Items from a data source:
%%

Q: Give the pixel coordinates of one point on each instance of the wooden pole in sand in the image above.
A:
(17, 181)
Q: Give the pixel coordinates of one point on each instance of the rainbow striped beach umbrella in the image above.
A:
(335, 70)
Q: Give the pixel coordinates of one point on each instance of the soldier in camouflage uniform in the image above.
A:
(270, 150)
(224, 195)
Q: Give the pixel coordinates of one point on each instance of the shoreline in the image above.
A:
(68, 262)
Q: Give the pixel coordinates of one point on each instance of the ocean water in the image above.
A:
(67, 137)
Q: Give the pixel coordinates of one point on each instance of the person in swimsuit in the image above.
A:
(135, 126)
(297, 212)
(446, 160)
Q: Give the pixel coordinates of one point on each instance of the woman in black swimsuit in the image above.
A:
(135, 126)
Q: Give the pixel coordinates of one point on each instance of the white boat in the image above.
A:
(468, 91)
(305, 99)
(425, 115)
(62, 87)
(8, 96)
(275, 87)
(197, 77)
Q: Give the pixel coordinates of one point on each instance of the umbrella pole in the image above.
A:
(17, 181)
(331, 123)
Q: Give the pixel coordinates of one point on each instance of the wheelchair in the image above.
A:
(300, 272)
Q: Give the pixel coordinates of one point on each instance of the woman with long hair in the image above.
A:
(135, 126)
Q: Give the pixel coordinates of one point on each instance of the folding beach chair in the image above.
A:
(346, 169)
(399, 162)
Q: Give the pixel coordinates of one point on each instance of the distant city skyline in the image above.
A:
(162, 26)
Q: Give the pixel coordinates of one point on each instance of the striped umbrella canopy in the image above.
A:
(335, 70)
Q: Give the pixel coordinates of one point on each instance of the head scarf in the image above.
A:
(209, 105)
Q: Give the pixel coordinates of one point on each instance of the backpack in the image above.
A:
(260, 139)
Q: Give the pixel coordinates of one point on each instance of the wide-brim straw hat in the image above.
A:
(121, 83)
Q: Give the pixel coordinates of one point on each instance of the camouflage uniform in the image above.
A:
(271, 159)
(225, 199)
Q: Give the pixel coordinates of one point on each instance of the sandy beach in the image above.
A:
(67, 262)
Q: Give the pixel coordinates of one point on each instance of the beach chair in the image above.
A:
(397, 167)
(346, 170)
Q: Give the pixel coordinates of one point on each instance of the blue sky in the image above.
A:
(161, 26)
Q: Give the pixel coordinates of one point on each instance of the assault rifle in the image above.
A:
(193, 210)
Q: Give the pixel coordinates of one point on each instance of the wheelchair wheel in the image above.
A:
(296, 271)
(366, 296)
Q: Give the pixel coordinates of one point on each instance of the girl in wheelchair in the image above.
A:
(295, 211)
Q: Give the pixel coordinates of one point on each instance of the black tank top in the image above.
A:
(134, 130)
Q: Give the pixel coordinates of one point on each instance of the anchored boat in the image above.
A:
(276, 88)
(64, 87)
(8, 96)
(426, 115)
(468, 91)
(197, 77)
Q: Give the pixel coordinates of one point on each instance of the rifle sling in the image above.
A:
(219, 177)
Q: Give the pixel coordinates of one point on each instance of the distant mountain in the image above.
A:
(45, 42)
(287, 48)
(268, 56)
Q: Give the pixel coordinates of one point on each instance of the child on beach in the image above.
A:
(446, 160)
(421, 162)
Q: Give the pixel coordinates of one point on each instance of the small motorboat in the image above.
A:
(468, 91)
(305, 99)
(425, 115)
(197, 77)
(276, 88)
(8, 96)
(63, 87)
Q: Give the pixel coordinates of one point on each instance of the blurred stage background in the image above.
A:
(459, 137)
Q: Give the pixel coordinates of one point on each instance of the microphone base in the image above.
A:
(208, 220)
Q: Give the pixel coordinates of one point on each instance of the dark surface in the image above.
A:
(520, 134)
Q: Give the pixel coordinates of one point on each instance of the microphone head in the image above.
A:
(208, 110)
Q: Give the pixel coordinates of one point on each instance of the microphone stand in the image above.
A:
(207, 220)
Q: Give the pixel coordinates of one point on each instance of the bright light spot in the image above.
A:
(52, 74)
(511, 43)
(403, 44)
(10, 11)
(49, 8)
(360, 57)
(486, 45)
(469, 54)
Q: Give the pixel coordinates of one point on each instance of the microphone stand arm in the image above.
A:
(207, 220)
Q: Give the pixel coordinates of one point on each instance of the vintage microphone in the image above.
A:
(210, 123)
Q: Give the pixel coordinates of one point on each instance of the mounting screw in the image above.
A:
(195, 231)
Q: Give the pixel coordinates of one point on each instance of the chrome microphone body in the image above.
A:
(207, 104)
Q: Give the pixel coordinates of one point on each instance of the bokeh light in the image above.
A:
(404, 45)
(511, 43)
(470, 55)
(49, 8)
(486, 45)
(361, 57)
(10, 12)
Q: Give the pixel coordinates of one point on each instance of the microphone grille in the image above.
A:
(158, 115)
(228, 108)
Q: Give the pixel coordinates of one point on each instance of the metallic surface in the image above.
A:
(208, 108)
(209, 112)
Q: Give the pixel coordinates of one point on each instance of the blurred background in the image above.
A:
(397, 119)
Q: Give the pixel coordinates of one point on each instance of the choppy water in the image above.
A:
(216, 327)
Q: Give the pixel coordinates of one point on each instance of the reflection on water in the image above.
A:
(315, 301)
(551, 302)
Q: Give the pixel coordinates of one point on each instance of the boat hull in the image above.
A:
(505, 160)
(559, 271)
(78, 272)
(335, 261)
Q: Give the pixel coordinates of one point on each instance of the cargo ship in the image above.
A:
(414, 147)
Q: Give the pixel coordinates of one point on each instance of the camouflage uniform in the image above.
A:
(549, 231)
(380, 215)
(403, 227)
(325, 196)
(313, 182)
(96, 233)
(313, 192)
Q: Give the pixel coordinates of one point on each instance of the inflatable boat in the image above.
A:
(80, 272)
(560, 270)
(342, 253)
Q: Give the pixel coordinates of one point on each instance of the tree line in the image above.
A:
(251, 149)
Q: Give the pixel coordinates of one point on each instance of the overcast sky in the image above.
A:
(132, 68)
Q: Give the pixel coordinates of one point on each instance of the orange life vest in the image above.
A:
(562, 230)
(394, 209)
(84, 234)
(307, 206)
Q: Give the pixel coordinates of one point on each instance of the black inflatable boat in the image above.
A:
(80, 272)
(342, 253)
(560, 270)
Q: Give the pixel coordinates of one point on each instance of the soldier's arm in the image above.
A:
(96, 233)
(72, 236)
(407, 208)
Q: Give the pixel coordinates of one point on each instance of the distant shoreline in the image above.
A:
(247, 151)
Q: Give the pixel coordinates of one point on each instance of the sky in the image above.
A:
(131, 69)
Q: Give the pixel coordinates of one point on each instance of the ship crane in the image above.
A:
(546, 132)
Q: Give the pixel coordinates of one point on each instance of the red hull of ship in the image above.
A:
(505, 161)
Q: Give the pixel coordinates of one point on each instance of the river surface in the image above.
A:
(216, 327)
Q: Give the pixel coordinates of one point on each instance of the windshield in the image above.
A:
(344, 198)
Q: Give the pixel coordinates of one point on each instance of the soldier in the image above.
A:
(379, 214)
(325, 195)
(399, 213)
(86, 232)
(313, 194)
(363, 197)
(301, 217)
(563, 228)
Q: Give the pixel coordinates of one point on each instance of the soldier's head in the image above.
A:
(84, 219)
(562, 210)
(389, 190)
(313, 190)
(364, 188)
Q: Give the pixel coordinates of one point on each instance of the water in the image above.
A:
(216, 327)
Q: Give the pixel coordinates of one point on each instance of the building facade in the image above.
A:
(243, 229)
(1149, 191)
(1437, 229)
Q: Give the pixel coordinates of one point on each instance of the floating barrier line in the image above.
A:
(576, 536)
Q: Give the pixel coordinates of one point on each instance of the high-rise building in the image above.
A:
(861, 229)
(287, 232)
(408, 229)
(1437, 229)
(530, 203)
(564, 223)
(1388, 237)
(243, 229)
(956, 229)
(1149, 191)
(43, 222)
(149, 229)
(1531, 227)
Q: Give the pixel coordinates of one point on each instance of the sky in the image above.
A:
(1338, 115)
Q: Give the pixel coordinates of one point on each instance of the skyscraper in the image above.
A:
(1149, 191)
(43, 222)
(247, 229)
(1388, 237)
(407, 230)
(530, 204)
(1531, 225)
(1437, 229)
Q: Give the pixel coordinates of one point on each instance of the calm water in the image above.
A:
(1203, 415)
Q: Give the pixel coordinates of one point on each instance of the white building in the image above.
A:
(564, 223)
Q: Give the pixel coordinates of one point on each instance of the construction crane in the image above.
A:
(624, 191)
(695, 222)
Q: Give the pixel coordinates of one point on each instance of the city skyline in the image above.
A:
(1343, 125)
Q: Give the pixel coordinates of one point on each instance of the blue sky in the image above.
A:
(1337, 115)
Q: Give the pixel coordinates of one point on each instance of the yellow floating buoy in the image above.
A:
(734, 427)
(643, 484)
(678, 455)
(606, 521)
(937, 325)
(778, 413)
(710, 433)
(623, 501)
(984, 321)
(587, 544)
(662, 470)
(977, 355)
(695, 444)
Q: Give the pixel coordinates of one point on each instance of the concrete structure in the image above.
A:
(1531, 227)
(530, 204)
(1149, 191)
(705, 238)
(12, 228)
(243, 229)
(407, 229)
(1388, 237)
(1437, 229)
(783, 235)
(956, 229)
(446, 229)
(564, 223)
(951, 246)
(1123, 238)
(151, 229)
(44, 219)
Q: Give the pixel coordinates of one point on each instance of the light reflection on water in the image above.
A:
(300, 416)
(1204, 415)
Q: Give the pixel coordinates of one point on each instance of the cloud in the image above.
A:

%%

* Work item
Each line above from the one with "backpack in the image above." up to and including the one with "on beach in the image above." must be set down exactly, and no line outside that span may appear.

* Finished task
Q: Give the pixel coordinates of one point on each instance of the backpack in the image above.
A:
(260, 139)
Q: Give the pixel coordinates of one point on each instance of the wide-brim straw hat in the image above.
A:
(121, 83)
Q: Give the pixel coordinates of one point on each instance of the camouflage uniform in the image above.
A:
(271, 159)
(225, 199)
Q: Give the pixel coordinates of one point on each instance of the sandy beach in the image above.
A:
(67, 262)
Q: Give the pixel coordinates of one point on each instance of the beach chair in the image above.
A:
(397, 167)
(346, 170)
Q: Give the pixel coordinates of one point on each instance of the blue sky in the image above.
A:
(161, 26)
Q: Give the pixel coordinates of one point on each instance of the assault rifle in the image above.
A:
(193, 210)
Q: Give the pixel coordinates of one point on each instance of the wheelchair wheel in the image above.
A:
(296, 271)
(366, 296)
Q: Give the pixel coordinates of one point on each instance of the girl in wheelchair in the image above.
A:
(295, 211)
Q: Give the pixel coordinates of one point on each instance of the black tank top in the image above.
A:
(134, 130)
Q: Give the pixel coordinates of one point on each instance of the anchored boat in the image above.
A:
(276, 88)
(64, 87)
(8, 96)
(426, 115)
(468, 91)
(197, 77)
Q: Give the pixel coordinates of one point on each instance of the rifle sling in the image above.
A:
(219, 177)
Q: Give the pixel coordinates of one point on each instance of the distant mountain in the image above.
A:
(45, 42)
(287, 48)
(268, 56)
Q: Give the pixel coordinates of one point on each instance of the child on beach in the image above.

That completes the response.